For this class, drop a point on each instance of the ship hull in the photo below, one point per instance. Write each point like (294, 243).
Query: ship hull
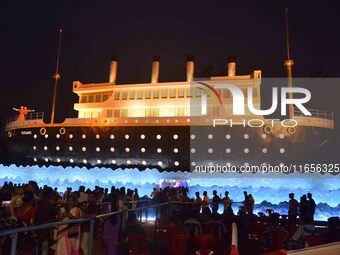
(167, 148)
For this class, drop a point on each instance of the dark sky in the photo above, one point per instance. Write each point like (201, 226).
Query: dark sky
(253, 31)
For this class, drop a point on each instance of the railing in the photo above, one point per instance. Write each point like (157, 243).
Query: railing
(28, 116)
(316, 113)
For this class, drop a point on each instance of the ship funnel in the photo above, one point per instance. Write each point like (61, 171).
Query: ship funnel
(232, 66)
(113, 70)
(190, 68)
(155, 69)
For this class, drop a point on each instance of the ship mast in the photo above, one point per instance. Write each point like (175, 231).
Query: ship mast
(289, 64)
(56, 77)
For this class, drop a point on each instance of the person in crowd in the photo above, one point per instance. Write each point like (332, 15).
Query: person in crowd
(311, 205)
(90, 211)
(227, 210)
(293, 209)
(198, 202)
(251, 204)
(206, 200)
(215, 202)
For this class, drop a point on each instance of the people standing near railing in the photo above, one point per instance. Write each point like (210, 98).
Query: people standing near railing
(46, 213)
(22, 112)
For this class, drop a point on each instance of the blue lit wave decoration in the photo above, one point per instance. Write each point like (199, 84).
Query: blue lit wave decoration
(268, 192)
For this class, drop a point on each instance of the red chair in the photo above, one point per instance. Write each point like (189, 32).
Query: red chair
(205, 242)
(135, 244)
(181, 244)
(172, 233)
(313, 240)
(279, 239)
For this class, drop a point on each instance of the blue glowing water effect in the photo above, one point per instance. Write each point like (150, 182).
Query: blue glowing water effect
(268, 192)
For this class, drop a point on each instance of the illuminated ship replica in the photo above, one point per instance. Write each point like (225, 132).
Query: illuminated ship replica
(165, 125)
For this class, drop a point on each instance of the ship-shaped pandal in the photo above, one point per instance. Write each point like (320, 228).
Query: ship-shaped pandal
(169, 125)
(162, 125)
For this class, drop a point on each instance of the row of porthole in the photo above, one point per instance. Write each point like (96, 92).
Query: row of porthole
(126, 136)
(228, 164)
(128, 162)
(228, 136)
(245, 150)
(112, 149)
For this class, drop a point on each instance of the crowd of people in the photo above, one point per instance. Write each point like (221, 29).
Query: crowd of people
(28, 204)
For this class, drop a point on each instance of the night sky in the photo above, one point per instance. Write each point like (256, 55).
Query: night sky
(253, 31)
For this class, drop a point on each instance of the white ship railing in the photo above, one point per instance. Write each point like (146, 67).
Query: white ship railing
(28, 116)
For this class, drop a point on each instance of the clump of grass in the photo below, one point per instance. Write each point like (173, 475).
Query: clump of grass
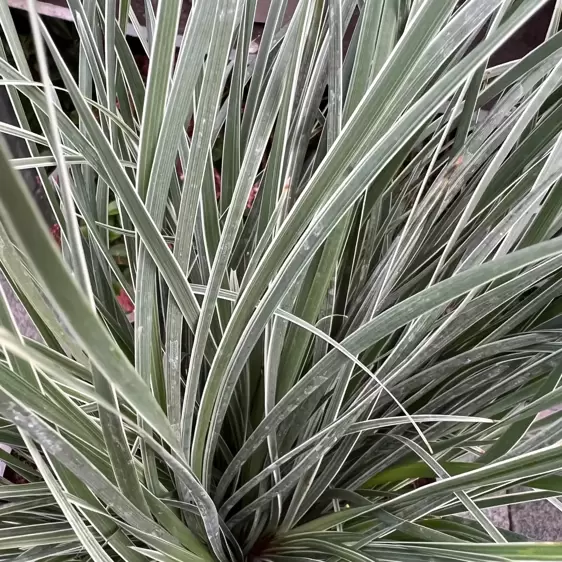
(343, 272)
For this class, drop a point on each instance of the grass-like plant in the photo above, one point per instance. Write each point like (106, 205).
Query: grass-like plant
(346, 272)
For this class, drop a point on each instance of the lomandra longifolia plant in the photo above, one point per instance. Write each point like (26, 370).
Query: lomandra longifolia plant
(305, 303)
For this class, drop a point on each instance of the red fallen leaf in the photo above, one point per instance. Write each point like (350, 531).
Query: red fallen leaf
========================
■ **Directive**
Express the listing from the line containing "like (173, 475)." through the end of the listing, both included, as a JSON list of strings with one string per line. Skip blank lines and leave out the pictures.

■ **Full response**
[
  "For this class, drop a point on each instance of the clump of grass in the photo below, one point per instance. Write each point like (173, 475).",
  "Query: clump of grass",
  "(343, 272)",
  "For this class, drop a point on each instance of the grass-like plant in the photo above, one point per instance. Write each point like (106, 205).",
  "Query: grass-like plant",
  "(346, 272)",
  "For this class, drop a point on each instance of the lomandra longifolia plant in the photo above, one point per instance. Write each point like (26, 370).",
  "Query: lomandra longifolia plant",
  "(305, 303)",
  "For this class, drop a point on each instance of the red fallen leaf in the photo above, one point per instance. Write each point like (350, 531).",
  "Query: red fallen leaf"
]